### Objective
Every line of the material is to be repeated exactly as it stands.

### Provided data
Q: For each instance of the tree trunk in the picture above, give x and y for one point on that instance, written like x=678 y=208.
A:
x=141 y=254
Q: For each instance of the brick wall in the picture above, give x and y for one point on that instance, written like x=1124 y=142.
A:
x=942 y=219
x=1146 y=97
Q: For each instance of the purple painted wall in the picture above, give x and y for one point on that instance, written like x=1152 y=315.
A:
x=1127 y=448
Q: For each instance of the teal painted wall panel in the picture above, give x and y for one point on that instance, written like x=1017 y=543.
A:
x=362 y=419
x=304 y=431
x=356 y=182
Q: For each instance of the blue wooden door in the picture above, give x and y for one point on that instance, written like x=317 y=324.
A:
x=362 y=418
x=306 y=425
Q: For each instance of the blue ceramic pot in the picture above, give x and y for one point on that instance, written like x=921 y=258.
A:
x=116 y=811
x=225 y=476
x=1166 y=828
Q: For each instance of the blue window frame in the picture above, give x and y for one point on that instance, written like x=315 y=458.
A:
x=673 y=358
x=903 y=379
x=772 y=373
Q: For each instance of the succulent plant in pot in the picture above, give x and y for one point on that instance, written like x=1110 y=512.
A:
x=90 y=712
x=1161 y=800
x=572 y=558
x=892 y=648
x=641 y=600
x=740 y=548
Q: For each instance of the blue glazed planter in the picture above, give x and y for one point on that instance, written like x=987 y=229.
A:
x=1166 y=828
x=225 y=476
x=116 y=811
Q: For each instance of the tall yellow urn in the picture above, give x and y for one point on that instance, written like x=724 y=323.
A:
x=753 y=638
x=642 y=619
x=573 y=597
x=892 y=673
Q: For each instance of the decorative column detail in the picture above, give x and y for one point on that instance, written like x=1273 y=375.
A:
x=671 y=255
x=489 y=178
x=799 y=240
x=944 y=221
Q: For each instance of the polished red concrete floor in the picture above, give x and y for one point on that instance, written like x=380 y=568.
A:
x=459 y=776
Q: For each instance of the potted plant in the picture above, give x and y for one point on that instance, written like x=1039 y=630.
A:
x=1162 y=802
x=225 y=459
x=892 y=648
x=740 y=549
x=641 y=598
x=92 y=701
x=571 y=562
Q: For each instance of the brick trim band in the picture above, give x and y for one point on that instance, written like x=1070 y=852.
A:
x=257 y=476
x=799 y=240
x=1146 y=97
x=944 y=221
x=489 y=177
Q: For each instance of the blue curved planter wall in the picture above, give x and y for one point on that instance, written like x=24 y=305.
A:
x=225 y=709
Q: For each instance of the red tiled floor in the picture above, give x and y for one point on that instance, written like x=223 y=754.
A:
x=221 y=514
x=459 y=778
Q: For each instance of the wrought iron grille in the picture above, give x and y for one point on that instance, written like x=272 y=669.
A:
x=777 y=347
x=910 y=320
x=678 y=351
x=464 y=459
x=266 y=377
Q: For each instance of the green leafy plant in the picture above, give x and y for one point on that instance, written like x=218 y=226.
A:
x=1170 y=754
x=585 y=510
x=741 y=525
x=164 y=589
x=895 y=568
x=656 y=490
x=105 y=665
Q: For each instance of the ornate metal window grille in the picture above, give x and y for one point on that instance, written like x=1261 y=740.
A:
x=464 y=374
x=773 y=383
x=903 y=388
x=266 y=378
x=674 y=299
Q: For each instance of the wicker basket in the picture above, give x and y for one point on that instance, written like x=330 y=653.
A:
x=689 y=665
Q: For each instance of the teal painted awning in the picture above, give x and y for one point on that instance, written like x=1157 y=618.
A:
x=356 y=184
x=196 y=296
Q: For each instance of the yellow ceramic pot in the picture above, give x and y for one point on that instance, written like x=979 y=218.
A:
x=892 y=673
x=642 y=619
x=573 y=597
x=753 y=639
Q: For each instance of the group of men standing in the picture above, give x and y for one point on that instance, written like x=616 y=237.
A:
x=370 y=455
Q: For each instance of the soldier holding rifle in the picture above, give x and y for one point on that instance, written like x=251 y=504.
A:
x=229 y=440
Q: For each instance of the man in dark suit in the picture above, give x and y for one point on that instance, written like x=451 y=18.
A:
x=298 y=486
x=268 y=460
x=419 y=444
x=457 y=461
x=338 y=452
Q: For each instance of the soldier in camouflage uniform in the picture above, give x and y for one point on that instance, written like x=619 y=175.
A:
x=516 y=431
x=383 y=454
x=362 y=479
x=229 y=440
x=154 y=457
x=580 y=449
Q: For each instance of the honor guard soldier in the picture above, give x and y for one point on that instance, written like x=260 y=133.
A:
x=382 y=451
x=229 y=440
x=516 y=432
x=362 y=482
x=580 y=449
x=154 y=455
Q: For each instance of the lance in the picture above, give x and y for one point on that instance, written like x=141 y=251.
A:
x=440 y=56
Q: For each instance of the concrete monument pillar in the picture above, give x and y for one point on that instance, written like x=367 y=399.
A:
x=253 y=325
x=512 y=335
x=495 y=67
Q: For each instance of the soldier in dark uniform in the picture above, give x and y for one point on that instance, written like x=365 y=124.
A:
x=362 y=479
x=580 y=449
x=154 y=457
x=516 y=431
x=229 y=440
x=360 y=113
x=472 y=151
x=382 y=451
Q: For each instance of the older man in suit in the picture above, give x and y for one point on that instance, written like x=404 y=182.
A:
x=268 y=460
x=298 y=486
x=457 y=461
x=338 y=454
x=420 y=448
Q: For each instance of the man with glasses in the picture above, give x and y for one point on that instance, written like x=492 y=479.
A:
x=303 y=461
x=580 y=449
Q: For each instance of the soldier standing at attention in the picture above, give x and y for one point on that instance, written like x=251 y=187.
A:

### Answer
Q: For each instance of the tree trunk in the picture above, give x and y for one point on that instance, written like x=678 y=208.
A:
x=141 y=254
Q: For each instance of the brick wall in the picture above, give x and y for one point on that instance, written like x=1124 y=142.
A:
x=942 y=219
x=1146 y=97
Q: For each instance of the purple painted wall in the picture above, give x and y for one point on that instance, written like x=1152 y=315.
A:
x=1127 y=448
Q: For each instance of the teal painted wall panel in the picture above, give x and y for one point on that instance, written like x=1017 y=543.
A:
x=362 y=419
x=304 y=431
x=356 y=182
Q: For each instance of the blue wooden door in the picture above, give x and y for one point on that instance, written like x=317 y=324.
A:
x=362 y=418
x=306 y=425
Q: For each instance of the blue ceramic pot in the picture above, give x and y for one point on that instance, written like x=921 y=258.
A:
x=116 y=811
x=225 y=476
x=1166 y=828
Q: For each instance of the blue window frame in the picture above, give x and y for one point on that instance, written like x=315 y=458.
A:
x=673 y=358
x=903 y=379
x=772 y=373
Q: For each instance of the succulent plant in pot in the picture above, give x and y for one point on that instance, written like x=1110 y=512.
A:
x=90 y=712
x=1161 y=800
x=572 y=558
x=892 y=648
x=641 y=600
x=740 y=548
Q: For each instance of the blue glazed planter in the picture above, give x and y for one point on that instance, written like x=987 y=229.
A:
x=1166 y=828
x=225 y=476
x=116 y=811
Q: For each instance of the tall yellow urn in the picture above, give x and y for one point on that instance, written like x=724 y=323.
A:
x=753 y=638
x=642 y=619
x=573 y=597
x=892 y=673
Q: For each instance of the decorative column detail in the picture above, give x and y for one point on that instance, written like x=1273 y=375.
A:
x=671 y=255
x=489 y=178
x=799 y=240
x=944 y=221
Q: For each instance of the polished red concrete floor in the picture above, give x and y for one point on that instance, written like x=380 y=568.
A:
x=459 y=776
Q: For each instance of the potted plant in the picture above, give x and y for one point on that instance, written like x=1039 y=630.
A:
x=1162 y=802
x=225 y=459
x=892 y=648
x=740 y=549
x=641 y=598
x=92 y=701
x=571 y=562
Q: For each instance of the brick trim band in the picture above, give x and y for one point on that instance, written like x=1070 y=852.
A:
x=257 y=476
x=799 y=240
x=1146 y=97
x=944 y=221
x=489 y=177
Q: For each instance of the blue curved planter wall in the picture above, give x and y for one point on that instance, written like x=24 y=305.
A:
x=225 y=709
Q: For each instance of the red tiled floor in the picture above, give x and y for one point on that instance, written like x=223 y=754.
A:
x=221 y=514
x=459 y=778
Q: For each instance of the wrought iron grille in the picture above, give x and y for one point on that instance, written like x=272 y=669.
A:
x=777 y=347
x=910 y=320
x=678 y=351
x=464 y=459
x=266 y=377
Q: For each instance of the green leafy plant in the picture above, give x and y for one point on that instance, written like x=218 y=226.
A:
x=1170 y=754
x=585 y=510
x=741 y=525
x=164 y=589
x=895 y=568
x=656 y=490
x=105 y=665
Q: For each instance of the ornate metal window grille in the picture above, give x and y for one point on that instance, written like x=1261 y=740.
A:
x=464 y=374
x=773 y=383
x=903 y=388
x=266 y=378
x=674 y=299
Q: For each instance of the wicker basket in the picture above, give x and y for one point on that instance, written like x=330 y=653.
A:
x=689 y=665
Q: For each instance of the teal painted awning in the picture above, give x and y for one point on that instance, written like x=1157 y=618.
A:
x=356 y=184
x=196 y=296
Q: For each instance of the yellow ceramic pot in the picture above, give x and y for one point on that instance, written like x=979 y=218.
A:
x=892 y=673
x=642 y=619
x=573 y=597
x=753 y=639
Q: For each instance of the group of men standing in the picture above, give x and y for one point on that instance, written like x=616 y=237.
A:
x=370 y=455
Q: For each instance of the soldier holding rifle in the picture above, give x and y for one point on that instance, written like x=251 y=504.
A:
x=229 y=440
Q: For each instance of the man in dark suit in the picture above, give x and y for one point on that instance, written like x=451 y=18.
A:
x=298 y=486
x=268 y=460
x=419 y=444
x=457 y=461
x=338 y=452
Q: For each instance of the soldier in camouflage uniform in the picture above, give x and y for one point on that instance, written like x=619 y=175.
A:
x=516 y=431
x=383 y=454
x=362 y=479
x=229 y=440
x=154 y=457
x=580 y=449
Q: For each instance of the honor guard soldier in the picture above, give x and y for one point on that instance, written like x=260 y=133.
A:
x=382 y=451
x=229 y=440
x=516 y=432
x=362 y=482
x=580 y=449
x=154 y=455
Q: For each instance of the lance in the picture above, give x and y for one point on that instance, written like x=141 y=251.
A:
x=440 y=56
Q: For each instance of the concrete monument pillar in the picture above, give x and y for one point on that instance, written like x=367 y=399.
A:
x=253 y=325
x=512 y=335
x=495 y=67
Q: For each instance of the soldier in dark uniform in the picture above, give x and y for one point on that instance, written like x=365 y=124.
A:
x=362 y=479
x=580 y=449
x=154 y=457
x=516 y=431
x=229 y=440
x=360 y=113
x=472 y=151
x=382 y=451
Q: For each instance of the older man in suit in the picture above, give x and y for one point on that instance, written like x=404 y=182.
A:
x=268 y=460
x=298 y=486
x=457 y=461
x=338 y=454
x=420 y=448
Q: For each instance of the man with glasses in the picture above, give x and y for one point on that instance, written like x=492 y=479.
A:
x=303 y=461
x=580 y=449
Q: For each instance of the soldier standing at attention in the picture above, give x and y for one point on that instance, written like x=251 y=187.
A:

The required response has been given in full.